__文档摘录__:
>>>
RUCAIBox/TextBox

[🐛BUG] UnicodeDecodeError

Closed this issue · 3 comments

描述这个 bug
UnicodeDecodeError: 'gbk' codec can't decode byte 0xa6 in position 1105: illegal multibyte sequence

如何复现
C:\Users\dell>python ./TextBox/run_textbox.py --model=BART --dataset=samsum --model_path=facebook/bart-base

日志
06 Oct 20:08 INFO 66 parameters found.

General Hyper Parameters:

gpu_id: 0
use_gpu: True
device: cpu
seed: 2020
reproducibility: True
cmd: ./TextBox/run_textbox.py --model=BART --dataset=samsum --model_path=facebook/bart-base
filename: BART-samsum-2023-Oct-06_20-08-24
saved_dir: saved/
state: INFO
wandb: online

Training Hyper Parameters:

do_train: True
do_valid: True
optimizer: adamw
adafactor_kwargs: {'lr': 0.001, 'scale_parameter': False, 'relative_step': False, 'warmup_init': False}
optimizer_kwargs: {}
valid_steps: 1
valid_strategy: epoch
stopping_steps: 2
epochs: 50
learning_rate: 3e-05
train_batch_size: 4
grad_clip: 0.1
accumulation_steps: 48
disable_tqdm: False
resume_training: True

Evaluation Hyper Parameters:

do_test: True
lower_evaluation: True
multiref_strategy: max
bleu_max_ngrams: 4
bleu_type: nltk
smoothing_function: 0
corpus_bleu: False
rouge_max_ngrams: 2
rouge_type: files2rouge
meteor_type: pycocoevalcap
chrf_type: m-popovic
distinct_max_ngrams: 4
inter_distinct: True
unique_max_ngrams: 4
self_bleu_max_ngrams: 4
tgt_lang: en
metrics: ['rouge']
eval_batch_size: 16
corpus_meteor: True

Model Hyper Parameters:

model: BART
model_name: bart
model_path: facebook/bart-base
config_kwargs: {}
tokenizer_kwargs: {'use_fast': True}
generation_kwargs: {'num_beams': 5, 'no_repeat_ngram_size': 3, 'early_stopping': True}
efficient_kwargs: {}
efficient_methods: []
efficient_unfreeze_model: False
label_smoothing: 0.1

Dataset Hyper Parameters:

dataset: samsum
data_path: dataset/samsum
tgt_lang: en
src_len: 1024
tgt_len: 128
truncate: tail
metrics_for_best_model: ['rouge-1', 'rouge-2', 'rouge-l']
prefix_prompt: Summarize:

Unrecognized Hyper Parameters:

find_unused_parameters: False
load_type: from_pretrained
tokenizer_add_tokens: []

================================================================================
06 Oct 20:08 INFO Pretrain type: pretrain disabled
Traceback (most recent call last):
File "C:\Users\dell\TextBox\run_textbox.py", line 12, in
run_textbox(model=args.model, dataset=args.dataset, config_file_list=args.config_files, config_dict={'model_path': 'facebook/bart-base'})
<<<
__材料__:
>>>
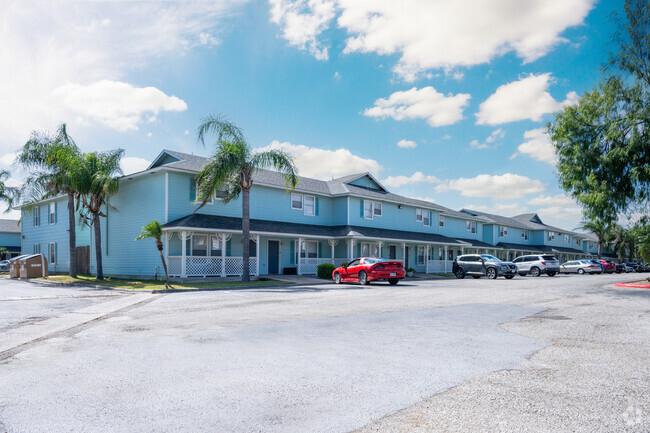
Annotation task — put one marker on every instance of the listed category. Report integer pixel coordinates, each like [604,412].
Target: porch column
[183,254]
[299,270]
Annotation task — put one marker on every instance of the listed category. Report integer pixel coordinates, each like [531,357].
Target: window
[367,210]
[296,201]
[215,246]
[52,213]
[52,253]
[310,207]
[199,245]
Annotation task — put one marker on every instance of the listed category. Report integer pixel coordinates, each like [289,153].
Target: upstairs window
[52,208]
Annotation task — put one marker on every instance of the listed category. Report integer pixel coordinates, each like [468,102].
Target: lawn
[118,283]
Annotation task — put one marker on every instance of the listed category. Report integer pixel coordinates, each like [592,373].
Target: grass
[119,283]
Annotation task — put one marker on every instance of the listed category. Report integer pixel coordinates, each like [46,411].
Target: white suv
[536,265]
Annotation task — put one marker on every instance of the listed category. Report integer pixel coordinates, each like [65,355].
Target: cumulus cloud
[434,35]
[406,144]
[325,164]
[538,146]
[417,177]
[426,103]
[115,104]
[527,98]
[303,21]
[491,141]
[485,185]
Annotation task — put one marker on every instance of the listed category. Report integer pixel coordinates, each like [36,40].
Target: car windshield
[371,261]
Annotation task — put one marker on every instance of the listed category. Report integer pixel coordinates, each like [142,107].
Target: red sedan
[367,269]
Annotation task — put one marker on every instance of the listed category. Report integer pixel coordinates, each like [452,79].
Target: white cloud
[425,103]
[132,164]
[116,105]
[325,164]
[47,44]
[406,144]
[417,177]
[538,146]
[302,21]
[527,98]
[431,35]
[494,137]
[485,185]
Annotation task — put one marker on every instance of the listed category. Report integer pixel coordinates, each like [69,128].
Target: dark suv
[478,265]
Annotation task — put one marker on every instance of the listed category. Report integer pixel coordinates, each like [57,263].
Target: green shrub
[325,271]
<<<
>>>
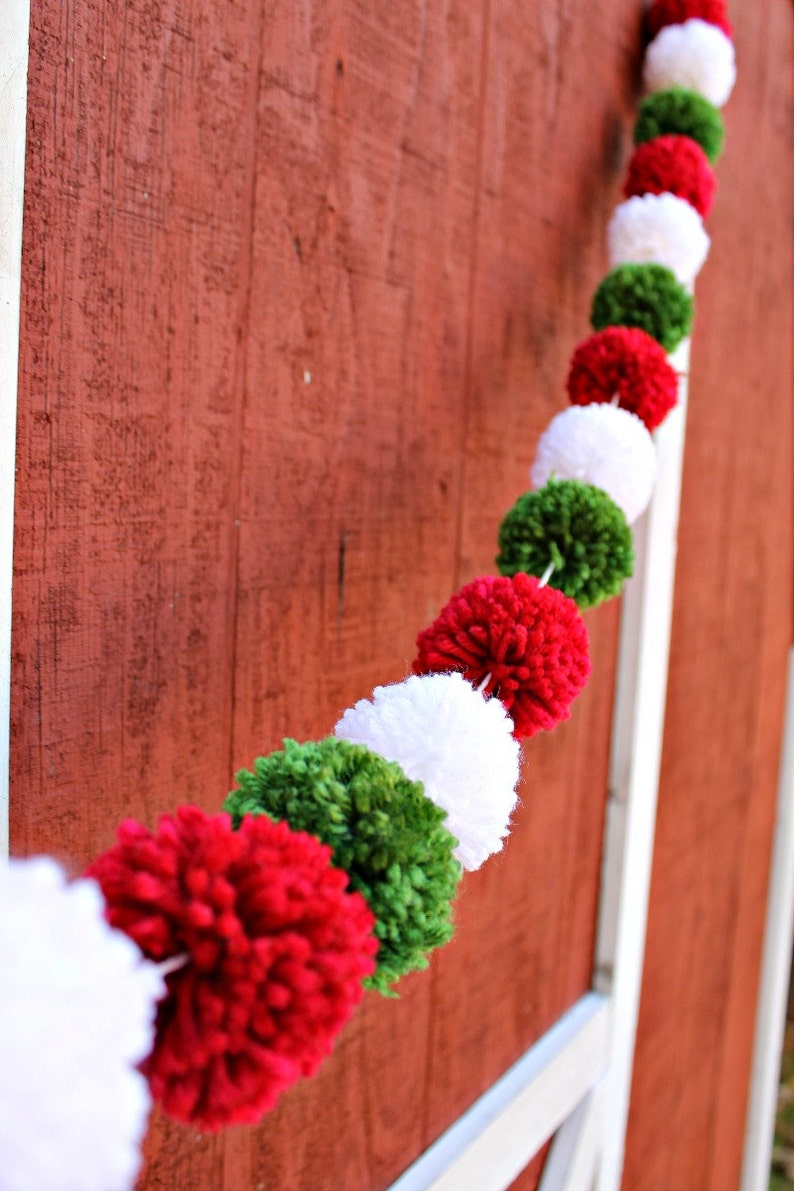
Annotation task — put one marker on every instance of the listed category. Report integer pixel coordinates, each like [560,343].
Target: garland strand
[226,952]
<<<
__任务与练习__:
a - 在这份 bug 报告里，'gbk' 编解码器为什么无法解码位置 1105 处的字节 0xa6？
b - 从这份 bug 报告中原样引用一段文字，从“RUCAIBox/TextBox”开始，到“66 parameters found.”为止（含这两处）。

__最终结果__:
a - 因为报错信息指出，该处是非法的多字节序列（illegal multibyte sequence）。

b -
RUCAIBox/TextBox

[🐛BUG] UnicodeDecodeError

Closed this issue · 3 comments

描述这个 bug
UnicodeDecodeError: 'gbk' codec can't decode byte 0xa6 in position 1105: illegal multibyte sequence

如何复现
C:\Users\dell>python ./TextBox/run_textbox.py --model=BART --dataset=samsum --model_path=facebook/bart-base

日志
06 Oct 20:08 INFO 66 parameters found.